**Objectif 1:**
Les affirmations suivantes concordent-elles avec le récit de navigation aux Aves ? Répondez par oui ou non à chacune, en citant à l'identique les mots du récit qui tranchent. (a) Les Aves Barlovento se trouvent à l'Est. (b) Les îles des Aves sont habitées. (c) Les fous s'envolent dès que l'annexe s'approche d'eux.
**Objectif 2:**
Réduisez sous forme de liste le paragraphe du récit de navigation aux Aves qui commence par « Du 21 au 28 Novembre », en gardant ses faits essentiels.
**Objectif 3:**
Prolongez le récit de navigation aux Aves à partir de sa dernière phrase.

Parties de pêche aux Aves
Lundi 21 Novembre –
50 milles à l’Ouest de « Los Roques » et après une navigation
tranquille sous spi, nous touchons terre aux « Aves ». Les Aves sont
deux groupes d’îles Vénézuéliennes séparées d’une trentaine de
milles: à l’Est les Aves Barlovento (au vent) et à l’Ouest les Aves
Satovento (sous le vent). Nous resterons presque deux semaines dans
ce décors d’ilots qui dépassent à peine au dessus de l’eau, de
mangrove épaisse, de récifs coralliens avec leurs eaux limpides et
les plages de sable blanc… enfin, un endroit de rêve… surtout
que ces îles sont inhabitées
Du 21 au 28 Novembre: Les Aves Barlovento. « Les aves » signifie « les oiseaux »… et effectivement sur ce premier groupe d’îles chaque branche de la mangrove est un perchoir pour un fou de bassan ou un pélican… les frégates voltigent haut… les aigrettes, ibis et autres échassiers guettent le poisson à chaque détour… En annexe nous pénétrons profondément dans la mangrove pour les voir de plus près… nous avançons lentement à la rame… Les fous sont les moins farouches… certains nous jettent un regard intrigué ou curieux mais rapidement retournent à leurs occupations… rêveries, nettoyage de plumes, discussion avec son voisin, draguer le fille de la branche du dessus… c’est une indifférence totale à notre égard! C’est à peine si ils s’envolent quand notre annexe touche la branche sur laquelle ils sont posés!

**Documents fournis:**
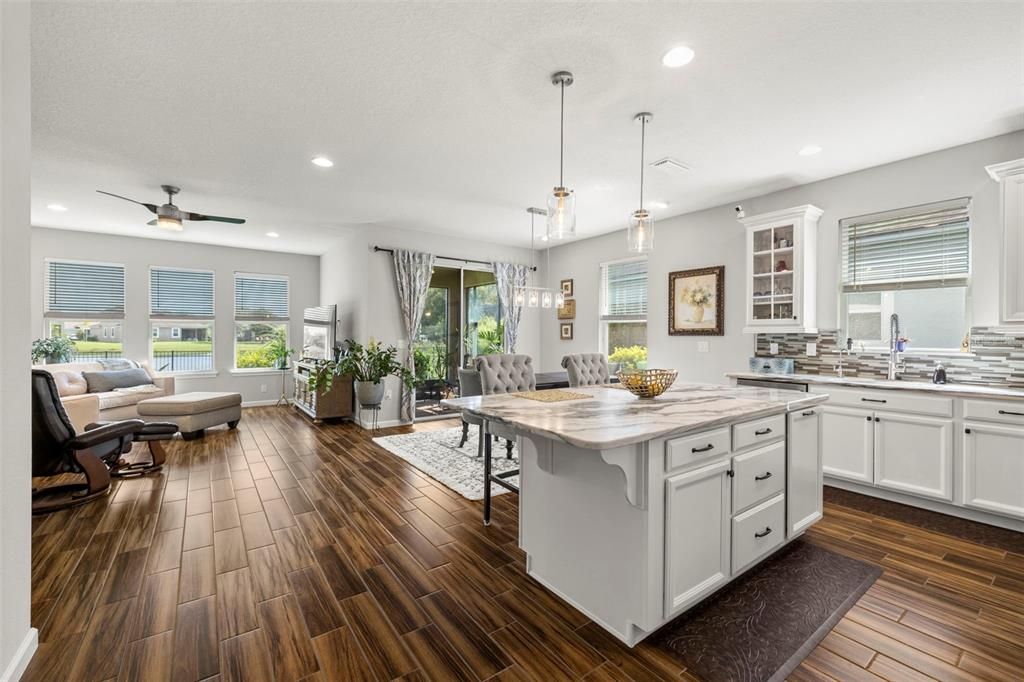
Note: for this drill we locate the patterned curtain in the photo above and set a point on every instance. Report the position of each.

**Réponse rédigée 1:**
(a) Oui : « à l’Est les Aves Barlovento (au vent) ».
(b) Non : « ces îles sont inhabitées ».
(c) Non : « C’est à peine si ils s’envolent quand notre annexe touche la branche sur laquelle ils sont posés! »

**Réponse rédigée 2:**
- Du 21 au 28 novembre, séjour aux Aves Barlovento.
- « Les aves » signifie « les oiseaux ».
- Fous de bassan et pélicans se perchent sur les branches de la mangrove.
- Les frégates volent haut, et les aigrettes, ibis et autres échassiers guettent le poisson.
- L'équipage s'enfonce en annexe dans la mangrove, à la rame, pour observer les oiseaux de près.
- Les fous sont les moins farouches : après un regard curieux, ils retournent à leurs occupations.
- Ils montrent une indifférence totale et s'envolent à peine quand l'annexe touche leur branche.

**Réponse rédigée 3:**
Aussitôt
arrivés, Steph (l’Albatros) repère les lieux pour les meilleures
zones de pêche… le verdict ne se fait pas attendre… « il doit y
avoir des snooks (brochet de mer) dans cette mangrove… et peut
être des tarpons » . Deux noms qui ne me disent rien, mais des
poissons qui, parait il, sont très recherchés par les pêcheurs
sportifs pour la difficulté de les faire mordre à l’hameçon et
surtout par leur combativité. Je suis partant pour une première
partie de pêche le lendemain avec un départ juste avant le lever du
soleil…
Pas
un souffle d’air, tout est immobile, le plan d’eau est un miroir,
les oiseaux se réveillent à peine et nous avançons sans bruit à la
rame… les nonos (no-see-ums ou autre nom donné à ces petits
moustiques invisibles) nous ont déjà repérés et attaquent voracement
nos mollets pour y arracher des morceaux de peau… mais le snook
nous attend et nous lançons nos hameçons juste en bordure de la
mangrove. C’est ma deuxième leçon de pêche… tout est dans la
finesse et la précision pour lancer au plus près de la mangrove, si
possible sous les branches, sans y accrocher son hameçon… et tout
en chassant les nonos de nos jambes. Plus facile à dire qu’à
faire… et les instructions pleuvent… « plus près de la
mangrove »… « vas y, si tu ne prends pas de risques tu n’as aucune
chance d’en prendre un »… « freine le fil à la main avant que le
leurre touche l’eau »… « fait nager le leurre… plus vite… moins
vite… petits a-coups… »… Les cannes légères de Steph et
surtout ses moulinets « high-tech » sans résistance s’y prêtent
bien… ça part tout seul… et après quelques lancés je commence à
contrôler… un peu! Bien sur on ne compte pas le nombre de fois où
il faut récupérer un hameçon accroché haut et loin dans la
mangrove… mais comme le dit le maître, « il faut prendre des
risques! ».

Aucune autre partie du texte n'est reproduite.